Report every line of the records below that contains the word "pillow", copying each such line in full.
--- start of Provided records ---
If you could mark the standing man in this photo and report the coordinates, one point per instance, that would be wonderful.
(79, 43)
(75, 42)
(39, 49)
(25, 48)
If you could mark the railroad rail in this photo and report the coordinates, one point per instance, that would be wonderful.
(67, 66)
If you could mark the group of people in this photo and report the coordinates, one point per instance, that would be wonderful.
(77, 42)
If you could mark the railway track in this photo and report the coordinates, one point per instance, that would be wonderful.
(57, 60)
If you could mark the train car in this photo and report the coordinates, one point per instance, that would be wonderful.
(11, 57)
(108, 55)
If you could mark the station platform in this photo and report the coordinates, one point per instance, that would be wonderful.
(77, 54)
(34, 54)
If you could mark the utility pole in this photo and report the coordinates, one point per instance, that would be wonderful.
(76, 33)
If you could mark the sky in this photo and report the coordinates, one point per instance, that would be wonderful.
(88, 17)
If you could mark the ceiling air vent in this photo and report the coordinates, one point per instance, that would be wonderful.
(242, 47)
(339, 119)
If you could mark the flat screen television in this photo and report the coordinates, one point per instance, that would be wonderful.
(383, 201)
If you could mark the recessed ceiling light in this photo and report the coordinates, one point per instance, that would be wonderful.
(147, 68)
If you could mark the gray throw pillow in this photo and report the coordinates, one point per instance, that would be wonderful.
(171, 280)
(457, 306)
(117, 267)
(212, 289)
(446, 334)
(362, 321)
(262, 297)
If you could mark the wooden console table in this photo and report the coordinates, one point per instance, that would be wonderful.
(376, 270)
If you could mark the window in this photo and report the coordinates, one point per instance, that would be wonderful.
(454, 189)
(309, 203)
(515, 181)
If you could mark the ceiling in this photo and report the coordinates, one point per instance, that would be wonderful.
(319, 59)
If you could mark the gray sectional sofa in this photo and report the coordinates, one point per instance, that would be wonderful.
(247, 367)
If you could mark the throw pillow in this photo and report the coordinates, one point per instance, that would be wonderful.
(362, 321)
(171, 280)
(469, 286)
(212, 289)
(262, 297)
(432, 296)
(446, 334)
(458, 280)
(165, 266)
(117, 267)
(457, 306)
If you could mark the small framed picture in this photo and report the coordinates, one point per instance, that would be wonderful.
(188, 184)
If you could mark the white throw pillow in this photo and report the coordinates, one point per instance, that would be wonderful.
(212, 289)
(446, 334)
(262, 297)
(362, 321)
--- end of Provided records ---
--- start of Provided records ---
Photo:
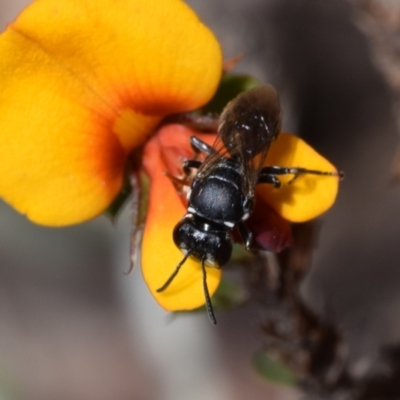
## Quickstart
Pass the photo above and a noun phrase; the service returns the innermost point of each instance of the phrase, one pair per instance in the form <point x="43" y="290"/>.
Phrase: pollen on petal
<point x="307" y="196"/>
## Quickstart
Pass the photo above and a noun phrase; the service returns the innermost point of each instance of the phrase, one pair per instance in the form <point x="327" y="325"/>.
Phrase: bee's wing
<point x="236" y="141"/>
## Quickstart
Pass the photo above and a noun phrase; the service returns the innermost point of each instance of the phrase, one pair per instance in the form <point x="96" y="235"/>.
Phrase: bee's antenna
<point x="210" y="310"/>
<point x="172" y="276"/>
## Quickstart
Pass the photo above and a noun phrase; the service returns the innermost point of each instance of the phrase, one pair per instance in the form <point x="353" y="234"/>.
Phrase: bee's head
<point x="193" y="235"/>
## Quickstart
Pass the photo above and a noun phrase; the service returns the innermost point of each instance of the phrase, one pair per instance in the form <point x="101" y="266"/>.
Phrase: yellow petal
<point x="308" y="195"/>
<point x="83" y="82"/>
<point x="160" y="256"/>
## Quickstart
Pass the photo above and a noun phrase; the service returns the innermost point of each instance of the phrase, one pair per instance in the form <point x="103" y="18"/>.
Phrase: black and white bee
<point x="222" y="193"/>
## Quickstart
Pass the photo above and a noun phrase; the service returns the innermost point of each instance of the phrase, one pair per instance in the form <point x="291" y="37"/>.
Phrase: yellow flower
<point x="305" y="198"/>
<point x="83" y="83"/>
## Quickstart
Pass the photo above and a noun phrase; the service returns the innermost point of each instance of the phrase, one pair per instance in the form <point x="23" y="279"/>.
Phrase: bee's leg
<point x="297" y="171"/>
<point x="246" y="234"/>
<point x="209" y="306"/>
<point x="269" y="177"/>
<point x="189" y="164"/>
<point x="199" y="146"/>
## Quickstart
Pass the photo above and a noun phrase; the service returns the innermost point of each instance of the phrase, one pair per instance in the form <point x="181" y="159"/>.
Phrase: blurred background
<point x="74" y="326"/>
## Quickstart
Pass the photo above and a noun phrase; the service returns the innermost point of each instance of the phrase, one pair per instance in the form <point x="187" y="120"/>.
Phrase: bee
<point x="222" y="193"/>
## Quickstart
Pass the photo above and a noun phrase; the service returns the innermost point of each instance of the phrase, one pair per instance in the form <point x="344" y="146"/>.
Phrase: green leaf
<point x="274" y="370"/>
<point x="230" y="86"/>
--- end of Provided records ---
Output of the task:
If you could mark the gray throw pillow in this photo and report the coordinates, one point per instance, that would be wonderful.
If you could mark the throw pillow in this photo and report the coordinates, one point per instance, that would be wonderful.
If you could mark the white throw pillow in this photo and report the coordinates, one point per instance, that would be wonderful.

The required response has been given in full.